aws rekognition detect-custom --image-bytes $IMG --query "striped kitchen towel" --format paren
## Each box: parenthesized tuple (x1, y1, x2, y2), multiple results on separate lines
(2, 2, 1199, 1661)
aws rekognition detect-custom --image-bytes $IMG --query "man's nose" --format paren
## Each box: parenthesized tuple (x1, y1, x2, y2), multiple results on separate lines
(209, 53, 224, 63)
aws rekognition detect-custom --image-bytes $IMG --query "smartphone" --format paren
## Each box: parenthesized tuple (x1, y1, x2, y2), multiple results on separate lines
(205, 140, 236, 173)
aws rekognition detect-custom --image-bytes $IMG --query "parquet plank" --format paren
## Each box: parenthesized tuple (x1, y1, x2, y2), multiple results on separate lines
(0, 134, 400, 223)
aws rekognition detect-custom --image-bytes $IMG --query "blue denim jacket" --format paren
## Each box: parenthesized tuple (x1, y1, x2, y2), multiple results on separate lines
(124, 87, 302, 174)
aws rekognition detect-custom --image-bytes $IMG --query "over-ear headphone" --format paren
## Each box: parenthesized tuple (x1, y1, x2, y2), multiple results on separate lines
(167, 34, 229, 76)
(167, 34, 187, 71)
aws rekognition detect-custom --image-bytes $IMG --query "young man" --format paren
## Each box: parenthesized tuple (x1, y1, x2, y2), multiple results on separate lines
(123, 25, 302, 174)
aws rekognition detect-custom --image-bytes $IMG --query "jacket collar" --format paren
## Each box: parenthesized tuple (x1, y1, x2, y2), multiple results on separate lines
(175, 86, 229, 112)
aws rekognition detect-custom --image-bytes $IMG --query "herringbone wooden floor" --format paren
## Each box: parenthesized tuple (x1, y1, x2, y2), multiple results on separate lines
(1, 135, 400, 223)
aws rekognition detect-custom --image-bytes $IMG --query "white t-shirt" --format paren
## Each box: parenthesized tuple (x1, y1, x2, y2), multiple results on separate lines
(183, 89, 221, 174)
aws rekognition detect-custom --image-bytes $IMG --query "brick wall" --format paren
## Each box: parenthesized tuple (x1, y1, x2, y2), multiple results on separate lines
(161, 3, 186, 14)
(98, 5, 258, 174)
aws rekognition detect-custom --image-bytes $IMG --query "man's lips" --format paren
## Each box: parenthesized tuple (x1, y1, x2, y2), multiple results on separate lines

◆ THE PROBLEM
If a line in the listing contains the string "jacket", count it; then give only the number of such lines.

◆ YOUR RESPONSE
2